Go through the material and copy each line that includes "stone".

-*-*-

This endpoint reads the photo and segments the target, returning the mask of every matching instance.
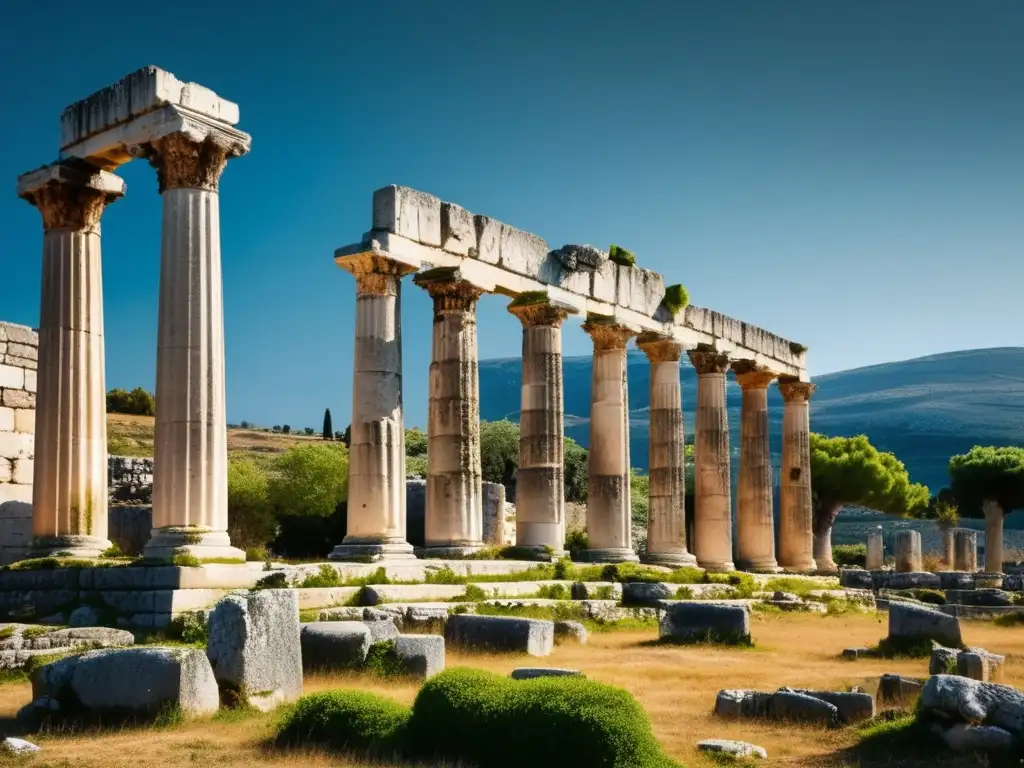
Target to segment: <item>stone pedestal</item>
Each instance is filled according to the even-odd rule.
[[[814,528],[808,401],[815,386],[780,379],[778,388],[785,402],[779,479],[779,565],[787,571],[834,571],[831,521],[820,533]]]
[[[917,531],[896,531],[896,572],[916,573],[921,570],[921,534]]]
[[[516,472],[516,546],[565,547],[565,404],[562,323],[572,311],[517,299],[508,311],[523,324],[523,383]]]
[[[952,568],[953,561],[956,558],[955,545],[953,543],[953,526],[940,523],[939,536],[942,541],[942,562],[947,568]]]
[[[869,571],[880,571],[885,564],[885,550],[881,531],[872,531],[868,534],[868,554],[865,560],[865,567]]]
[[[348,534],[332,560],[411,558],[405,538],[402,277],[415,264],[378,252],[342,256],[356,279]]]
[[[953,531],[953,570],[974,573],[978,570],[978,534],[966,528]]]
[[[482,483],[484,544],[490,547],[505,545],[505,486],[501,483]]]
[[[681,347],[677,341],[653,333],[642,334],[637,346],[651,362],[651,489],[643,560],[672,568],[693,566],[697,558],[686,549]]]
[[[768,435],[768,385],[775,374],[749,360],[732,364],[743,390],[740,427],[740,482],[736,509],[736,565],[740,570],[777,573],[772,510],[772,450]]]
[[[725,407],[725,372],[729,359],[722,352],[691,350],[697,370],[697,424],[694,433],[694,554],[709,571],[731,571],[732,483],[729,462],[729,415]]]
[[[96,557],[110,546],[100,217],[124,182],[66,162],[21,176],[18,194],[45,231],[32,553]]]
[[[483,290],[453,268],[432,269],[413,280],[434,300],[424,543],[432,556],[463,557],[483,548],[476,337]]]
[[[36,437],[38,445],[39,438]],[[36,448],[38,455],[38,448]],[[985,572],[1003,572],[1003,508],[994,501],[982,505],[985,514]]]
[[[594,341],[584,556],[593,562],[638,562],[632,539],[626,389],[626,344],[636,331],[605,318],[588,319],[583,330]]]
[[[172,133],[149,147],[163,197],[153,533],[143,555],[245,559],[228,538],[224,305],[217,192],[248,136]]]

-*-*-

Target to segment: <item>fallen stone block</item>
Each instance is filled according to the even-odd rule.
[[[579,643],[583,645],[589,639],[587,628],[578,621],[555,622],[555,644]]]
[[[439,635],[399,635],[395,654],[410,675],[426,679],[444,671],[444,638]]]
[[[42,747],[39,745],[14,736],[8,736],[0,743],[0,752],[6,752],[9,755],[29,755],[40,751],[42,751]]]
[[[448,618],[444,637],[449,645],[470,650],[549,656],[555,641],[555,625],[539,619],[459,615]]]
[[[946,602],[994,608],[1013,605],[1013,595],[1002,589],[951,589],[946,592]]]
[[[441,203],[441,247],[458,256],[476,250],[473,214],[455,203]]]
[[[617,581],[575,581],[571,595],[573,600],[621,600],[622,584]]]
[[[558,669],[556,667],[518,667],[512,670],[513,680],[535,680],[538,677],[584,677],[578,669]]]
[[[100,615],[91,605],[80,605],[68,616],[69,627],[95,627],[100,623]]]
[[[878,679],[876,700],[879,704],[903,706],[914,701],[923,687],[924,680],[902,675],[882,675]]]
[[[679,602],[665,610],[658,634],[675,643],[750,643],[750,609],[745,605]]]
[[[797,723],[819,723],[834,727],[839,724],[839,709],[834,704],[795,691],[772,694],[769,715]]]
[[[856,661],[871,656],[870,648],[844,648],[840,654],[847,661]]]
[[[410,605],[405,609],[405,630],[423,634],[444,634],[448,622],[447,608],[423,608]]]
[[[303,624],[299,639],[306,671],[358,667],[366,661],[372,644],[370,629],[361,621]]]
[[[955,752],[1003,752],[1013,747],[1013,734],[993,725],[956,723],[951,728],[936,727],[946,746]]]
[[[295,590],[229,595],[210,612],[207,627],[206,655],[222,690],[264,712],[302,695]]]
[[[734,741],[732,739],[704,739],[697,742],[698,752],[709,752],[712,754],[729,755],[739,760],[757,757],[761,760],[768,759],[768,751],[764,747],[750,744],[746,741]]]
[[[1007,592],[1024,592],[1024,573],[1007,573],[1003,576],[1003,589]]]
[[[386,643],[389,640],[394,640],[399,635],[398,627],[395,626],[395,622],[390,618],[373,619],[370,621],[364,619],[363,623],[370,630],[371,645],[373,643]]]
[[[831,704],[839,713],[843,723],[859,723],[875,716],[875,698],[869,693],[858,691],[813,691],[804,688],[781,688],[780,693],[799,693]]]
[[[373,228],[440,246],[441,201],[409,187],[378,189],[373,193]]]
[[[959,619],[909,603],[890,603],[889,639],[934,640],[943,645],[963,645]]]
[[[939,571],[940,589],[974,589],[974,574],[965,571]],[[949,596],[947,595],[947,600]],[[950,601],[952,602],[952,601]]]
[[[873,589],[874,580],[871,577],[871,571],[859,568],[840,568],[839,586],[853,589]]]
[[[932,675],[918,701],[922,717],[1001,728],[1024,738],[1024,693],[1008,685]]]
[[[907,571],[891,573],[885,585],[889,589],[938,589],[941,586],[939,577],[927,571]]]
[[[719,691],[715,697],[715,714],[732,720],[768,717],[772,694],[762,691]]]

-*-*-

--- Answer space ---
Target to segment: <item>stone pedestal</item>
Target to segment: <item>fallen stone block</item>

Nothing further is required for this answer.